Skip to content

LocalLLM Edge Server

An on-device, OpenAI-compatible LLM HTTP server for Android. Two engines under one OpenAI Chat Completions API: Google's AICore (Gemini Nano) via ML Kit GenAI on Pixel-class devices, and any LiteRT-LM .litertlm bundle (Gemma 4 family + seven NPU-compiled Gemma 3 1B SoC variants). No cloud, no remote API key, no data leaves the device.

Why this exists

Most apps already talk to LLMs over HTTP. The moment you move inference on-device, that contract breaks — every app embeds its own runtime, its own weights, its own engine. Three apps that each want a 2 GB model want 6 GB of RAM and three threads fighting for the same accelerator. This project is the one place on the device where LLMs actually run: apps keep speaking HTTP, the server owns the model lifecycle, queue, KV cache, rate limits, and metrics.

__WHAT IS BEING ASKED__: According to the LocalLLM Edge Server page, how much RAM do three apps want if each wants a 2 GB model? The items that follow have nothing to do with the LocalLLM Edge Server page.

__DATA LISTING__:

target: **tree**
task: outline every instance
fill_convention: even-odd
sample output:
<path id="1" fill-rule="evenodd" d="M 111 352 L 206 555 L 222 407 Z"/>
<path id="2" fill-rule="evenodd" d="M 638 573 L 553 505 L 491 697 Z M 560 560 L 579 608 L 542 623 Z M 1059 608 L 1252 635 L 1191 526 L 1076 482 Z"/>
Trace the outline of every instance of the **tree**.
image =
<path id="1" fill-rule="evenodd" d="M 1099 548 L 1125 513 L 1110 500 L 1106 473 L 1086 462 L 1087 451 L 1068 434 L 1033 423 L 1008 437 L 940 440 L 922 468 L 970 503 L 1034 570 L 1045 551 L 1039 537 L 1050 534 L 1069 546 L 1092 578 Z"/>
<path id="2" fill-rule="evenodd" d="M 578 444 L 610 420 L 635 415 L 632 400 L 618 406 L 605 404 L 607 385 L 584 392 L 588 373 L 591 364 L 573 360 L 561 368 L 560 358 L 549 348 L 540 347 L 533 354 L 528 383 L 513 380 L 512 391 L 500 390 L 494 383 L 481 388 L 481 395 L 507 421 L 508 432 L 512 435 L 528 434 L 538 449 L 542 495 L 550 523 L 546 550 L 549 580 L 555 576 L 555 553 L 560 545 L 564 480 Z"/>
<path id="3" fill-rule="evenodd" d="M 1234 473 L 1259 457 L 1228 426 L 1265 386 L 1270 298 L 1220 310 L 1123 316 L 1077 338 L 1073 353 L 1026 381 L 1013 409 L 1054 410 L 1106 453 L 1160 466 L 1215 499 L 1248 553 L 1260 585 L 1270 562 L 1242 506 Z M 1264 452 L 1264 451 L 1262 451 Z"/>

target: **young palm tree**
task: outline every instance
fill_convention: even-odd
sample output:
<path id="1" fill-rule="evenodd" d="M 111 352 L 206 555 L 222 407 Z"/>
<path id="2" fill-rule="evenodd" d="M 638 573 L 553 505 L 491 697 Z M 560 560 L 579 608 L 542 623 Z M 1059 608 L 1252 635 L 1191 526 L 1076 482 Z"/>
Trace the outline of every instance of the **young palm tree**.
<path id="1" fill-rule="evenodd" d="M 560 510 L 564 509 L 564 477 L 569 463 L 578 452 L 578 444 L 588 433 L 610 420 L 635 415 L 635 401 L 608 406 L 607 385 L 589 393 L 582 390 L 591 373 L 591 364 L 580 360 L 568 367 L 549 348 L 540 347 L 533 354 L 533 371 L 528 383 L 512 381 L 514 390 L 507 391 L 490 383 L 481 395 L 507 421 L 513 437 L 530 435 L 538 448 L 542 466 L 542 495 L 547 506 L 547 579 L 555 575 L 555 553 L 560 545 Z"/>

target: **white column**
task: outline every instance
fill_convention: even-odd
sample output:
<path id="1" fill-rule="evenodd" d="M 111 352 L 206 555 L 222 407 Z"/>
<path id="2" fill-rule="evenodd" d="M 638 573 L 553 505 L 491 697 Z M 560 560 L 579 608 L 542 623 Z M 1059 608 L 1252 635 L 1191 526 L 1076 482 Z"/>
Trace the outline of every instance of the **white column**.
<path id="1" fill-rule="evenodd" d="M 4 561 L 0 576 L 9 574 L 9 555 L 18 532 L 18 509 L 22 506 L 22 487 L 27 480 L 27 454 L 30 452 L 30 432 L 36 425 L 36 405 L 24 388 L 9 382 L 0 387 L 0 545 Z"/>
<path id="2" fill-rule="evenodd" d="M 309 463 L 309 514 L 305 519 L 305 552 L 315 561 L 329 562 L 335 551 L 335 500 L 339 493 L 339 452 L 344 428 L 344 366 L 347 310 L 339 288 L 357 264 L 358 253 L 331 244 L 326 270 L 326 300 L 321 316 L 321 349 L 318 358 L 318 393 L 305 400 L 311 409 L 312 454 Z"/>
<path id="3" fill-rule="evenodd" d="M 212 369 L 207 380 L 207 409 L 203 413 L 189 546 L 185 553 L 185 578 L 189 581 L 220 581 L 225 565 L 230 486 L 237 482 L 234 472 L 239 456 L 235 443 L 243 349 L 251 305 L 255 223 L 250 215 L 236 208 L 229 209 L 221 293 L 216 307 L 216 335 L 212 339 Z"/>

__THE ANSWER__: 6 GB of RAM.